- [Text segment]:
Subject: Re: qhl digest: March 01, 2010
Date: Tue, 2 Mar 2010 12:35:42 EST
X-Message-Number: 4

Can anyone recommend any reading on the art of the candlewick type of



"To the world you are nothing; to a rescued dog or cat, you are the world"


Subject: Searching for a Capper's Weekly pattern
From: "Judy Anne" <>
Date: Tue, 2 Mar 2010 13:09:36 -0700

Below is a note from a woman who needs our help. Hopefully somone here can give her an answer or tell her where to look.

Judy Breneman

"In 1930 Capper's Weekly in Emporia, Kansas, published a set of
center circles for a Dresden Plate type of quilt pattern. The centers were
of the initial of the person giving the quilt maker the material and flower
pattern beginning with the same initial, all embroidered. I have some of
the ones my mother had saved, but I'm missing some. The Cappers Weekly
office burned years ago and the records were lost."

Carol Cable


Subject: Portland Oregon downtown spots not to be missed?
From: Cassie Kilroy Thompson <>
Date: Tue, 2 Mar 2010 16:22:23 -0500
X-Message-Number: 6

Next week, I will be giving a presentation at the National Council for
Public History annual meeting, in Portland, OR. I am not renting a
car, as I am staying in the Hilton downtown where the meetings are
being held, but I want to ask our list members if there are "must-see"
quilt sites (which could include quilt fabric stores!) within walking
(or subway or bus) distance of 921 SW Sixth Ave in Portland. On
Sunday, 3/14, a friend from Olympia Washington is driving down to
visit so that day I would be able to go a little further away from
center of the city. Any ideas?
Cassie Kilroy Thompson
Clarksville, MD
(member, Catonsville Village Quilters)


Subject: Re: Searching for a Capper's Weekly pattern
From: "Stephanie Grace Whitson" <>
Date: Tue, 2 Mar 2010 16:51:57 -0600
X-Message-Number: 7

I'd check with the Kansas State Historical Society. I bet they have copies.
Stephanie Whitson


Subject: RE: Quilting News - Maryland Calico
From: "Janet O'Dell" <>
Date: Wed, 3 Mar 2010 11:03:00 +1100
X-Message-Number: 8

Thank you Sue for this series of snippets.

There is a difference in the meaning of the term calico on either side of
the Atlantic.
The UK (and this also applies to Australia) definition is:
Calico is a fabric made from unbleached, and often not fully processed,
cotton. It may contain unseparated husk parts, for example. The fabric is
less coarse and thick than canvas or denim, but owing to its unfinished and
undyed appearance, it is still very cheap.

Websters dictionary (1913) gives this definition:
Calico \Cal"i*co\, n.; pl. Calicoes. [So called because first imported from
Calicut, in the East Indies: cf. F. calicot.]

1. Plain white cloth made from cotton, but which receives distinctive names
according to quality and use, as, super calicoes, shirting calicoes,
unbleached calicoes, etc. [Eng.]
[1913 Webster]

The importation of printed or stained colicoes appears to have been coeval
with the establishment of the East India Company. --Beck (Draper's Dict. ).

Dataset records:

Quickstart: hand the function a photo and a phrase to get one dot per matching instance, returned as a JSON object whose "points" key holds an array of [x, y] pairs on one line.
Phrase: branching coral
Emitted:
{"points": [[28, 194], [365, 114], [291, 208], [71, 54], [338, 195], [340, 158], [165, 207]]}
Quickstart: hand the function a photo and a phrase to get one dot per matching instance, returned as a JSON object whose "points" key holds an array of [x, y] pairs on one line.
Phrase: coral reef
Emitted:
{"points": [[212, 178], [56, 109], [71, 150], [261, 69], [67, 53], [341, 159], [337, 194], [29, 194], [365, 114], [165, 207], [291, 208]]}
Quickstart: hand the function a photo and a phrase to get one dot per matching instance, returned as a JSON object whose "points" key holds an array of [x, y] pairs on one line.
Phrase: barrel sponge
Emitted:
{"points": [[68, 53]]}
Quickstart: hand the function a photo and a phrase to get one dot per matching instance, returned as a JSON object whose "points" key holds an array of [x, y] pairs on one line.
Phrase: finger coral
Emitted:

- [Problem to work on]: Continue the quilting mailing-list digest above from the point where it stops.

- [Response to the task]:
[1913 Webster]

2. Cotton cloth printed with a figured pattern. [1913 Webster]

Note: In the United States the term calico is applied only to the printed
fabric. [1913 Webster]
Calico printing, the art or process of impressing the figured patterns on
calico. [1913 Webster]

If I ask for calico here in Australia it is still plain unbleached cotton
with husk parts, it is still cheap and the quality varies widely;
pre-washing recommended!

Janet O'Dell
Melbourne Australia


Subject: Re: Searching for a Capper's Weekly pattern
From: "Gloria Nixon" <>
Date: Wed, 3 Mar 2010 00:40:13 -0500
X-Message-Number: 1

Hi Judy,

Capper's Weekly ran the Flower Initial Series beginning in August of 1930.
They were designed by Ruby McKim. Please ask her to visit the McKim
Studios website to see samples of flowers and initials. I have a hunch
these are what she needs:

I'm anxious to hear her answer.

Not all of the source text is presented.